------ DATA SHOWN

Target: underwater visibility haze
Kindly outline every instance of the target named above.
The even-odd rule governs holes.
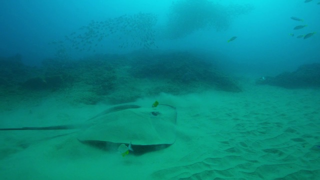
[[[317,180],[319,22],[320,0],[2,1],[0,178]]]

------------
------ DATA SHOWN

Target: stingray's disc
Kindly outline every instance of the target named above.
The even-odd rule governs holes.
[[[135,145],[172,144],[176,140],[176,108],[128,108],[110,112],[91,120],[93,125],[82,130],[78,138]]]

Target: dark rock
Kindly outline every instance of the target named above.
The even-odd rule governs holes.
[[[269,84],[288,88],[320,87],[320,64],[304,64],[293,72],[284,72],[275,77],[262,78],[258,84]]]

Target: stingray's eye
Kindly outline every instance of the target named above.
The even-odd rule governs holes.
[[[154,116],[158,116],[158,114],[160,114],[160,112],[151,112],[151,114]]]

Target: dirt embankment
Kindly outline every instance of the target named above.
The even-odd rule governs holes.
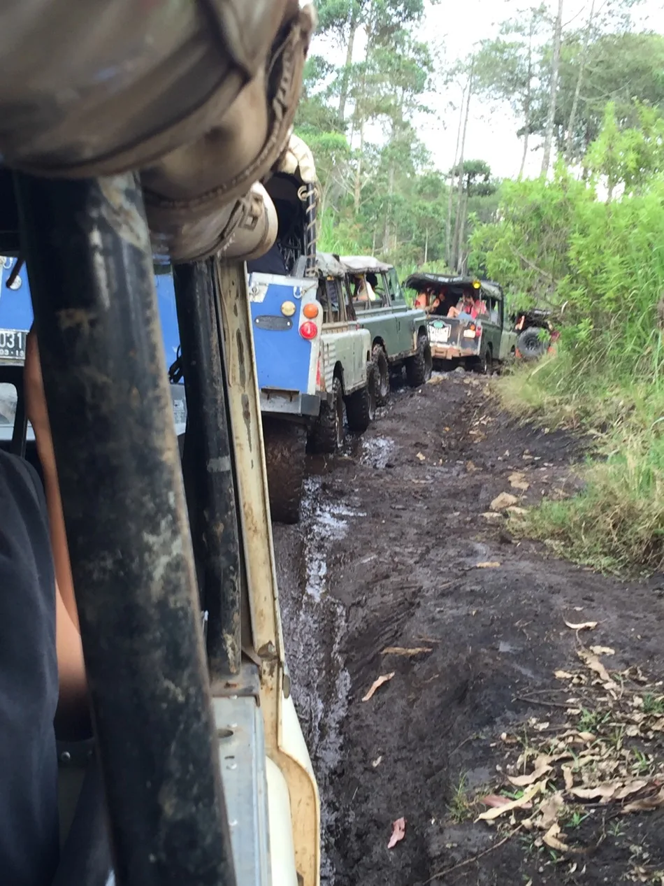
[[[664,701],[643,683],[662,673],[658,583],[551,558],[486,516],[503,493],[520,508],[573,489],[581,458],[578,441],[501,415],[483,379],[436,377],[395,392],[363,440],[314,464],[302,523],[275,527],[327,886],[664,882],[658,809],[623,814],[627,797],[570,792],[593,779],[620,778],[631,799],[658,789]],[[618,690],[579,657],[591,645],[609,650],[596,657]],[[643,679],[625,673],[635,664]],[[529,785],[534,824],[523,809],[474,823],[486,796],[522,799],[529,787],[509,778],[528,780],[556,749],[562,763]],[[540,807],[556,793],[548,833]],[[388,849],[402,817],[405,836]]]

------------
------ DATA SHOWN

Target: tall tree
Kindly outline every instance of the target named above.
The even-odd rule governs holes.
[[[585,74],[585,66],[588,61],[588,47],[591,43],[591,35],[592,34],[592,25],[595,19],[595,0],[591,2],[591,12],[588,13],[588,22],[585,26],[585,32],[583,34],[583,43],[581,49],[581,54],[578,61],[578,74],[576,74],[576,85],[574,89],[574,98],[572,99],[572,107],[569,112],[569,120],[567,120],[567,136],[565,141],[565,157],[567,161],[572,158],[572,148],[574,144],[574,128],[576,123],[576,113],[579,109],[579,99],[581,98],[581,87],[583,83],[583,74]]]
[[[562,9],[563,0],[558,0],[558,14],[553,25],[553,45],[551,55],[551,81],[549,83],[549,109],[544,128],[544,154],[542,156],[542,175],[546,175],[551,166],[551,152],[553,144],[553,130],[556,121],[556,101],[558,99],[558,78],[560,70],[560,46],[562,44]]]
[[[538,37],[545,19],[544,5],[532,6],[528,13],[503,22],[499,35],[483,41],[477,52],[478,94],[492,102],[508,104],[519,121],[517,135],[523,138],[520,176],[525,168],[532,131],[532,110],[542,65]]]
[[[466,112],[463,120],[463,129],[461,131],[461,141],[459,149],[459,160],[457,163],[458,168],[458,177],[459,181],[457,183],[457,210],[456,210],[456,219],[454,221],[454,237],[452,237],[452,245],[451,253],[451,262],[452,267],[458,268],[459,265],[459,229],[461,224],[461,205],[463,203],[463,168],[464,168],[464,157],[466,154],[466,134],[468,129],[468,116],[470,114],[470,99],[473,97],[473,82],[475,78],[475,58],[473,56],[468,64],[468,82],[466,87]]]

------------

*THE REQUEST:* Restate the rows from the line containing "Target: underwater visibility haze" through the line containing "[[[317,180],[319,22],[320,0],[2,1],[0,178]]]", both inclusive, with every coordinate in the polygon answers shifted up by 50. Omit the pictures from the output.

*COMPLETED EXERCISE:*
Target: underwater visibility haze
Kindly outline every instance of the target named above.
The even-odd rule governs holes.
[[[367,230],[369,72],[370,50],[52,51],[50,228]]]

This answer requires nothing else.